» EXERCISE OBJECTIVE
Output the following data as a JSON array of strings, one string per line, omitting any blank lines.

» DATA EXTRACT
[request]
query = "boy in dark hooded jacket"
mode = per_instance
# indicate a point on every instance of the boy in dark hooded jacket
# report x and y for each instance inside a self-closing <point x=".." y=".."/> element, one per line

» RESULT
[
  "[request]",
  "query = \"boy in dark hooded jacket\"",
  "mode = per_instance",
  "# indicate a point on every instance of the boy in dark hooded jacket",
  "# report x and y for each instance inside a self-closing <point x=\"..\" y=\"..\"/> element, one per line"
]